Content starts

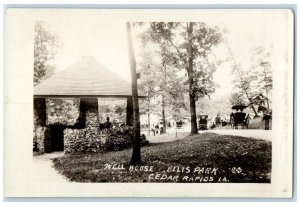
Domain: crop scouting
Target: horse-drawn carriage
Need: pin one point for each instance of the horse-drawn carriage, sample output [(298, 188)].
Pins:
[(239, 118), (203, 122)]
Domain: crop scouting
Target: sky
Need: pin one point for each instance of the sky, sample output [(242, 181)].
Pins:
[(105, 39)]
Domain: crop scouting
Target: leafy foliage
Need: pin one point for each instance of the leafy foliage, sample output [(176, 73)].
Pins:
[(45, 48)]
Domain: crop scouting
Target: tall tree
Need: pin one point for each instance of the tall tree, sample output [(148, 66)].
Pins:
[(261, 68), (136, 152), (45, 48), (243, 80), (188, 42)]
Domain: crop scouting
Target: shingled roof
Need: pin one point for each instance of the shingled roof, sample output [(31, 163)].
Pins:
[(87, 77)]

Content ends

An exact copy of all the records, free of pictures, is the expected answer.

ANSWER TO THIS PROBLEM
Domain: crop scouting
Target: horse-drawn carriage
Need: pin one point for each instance of the horse-drawn carriage, sample output [(298, 188)].
Pins:
[(239, 118), (203, 122)]
Domain: crop scouting
Target: sky
Need: pin one point for each instance of the sky, sample output [(242, 181)].
Pins:
[(105, 39)]
Domain: crop scouting
Target: leafy foliage
Need: pin one point for each instance of the leafy foliage, sample output [(176, 73)].
Pins:
[(45, 48)]
Domain: crop scouting
Target: tall tree
Need: pin one point for each instance of the tall tree, sample output [(148, 66)].
Pins:
[(261, 68), (136, 152), (45, 48), (243, 80), (188, 42)]
Domain: crop scouting
Target: shingled roof
Need: pin one point for each instance of the shingled roof, sample output [(31, 163)].
Pins:
[(87, 77)]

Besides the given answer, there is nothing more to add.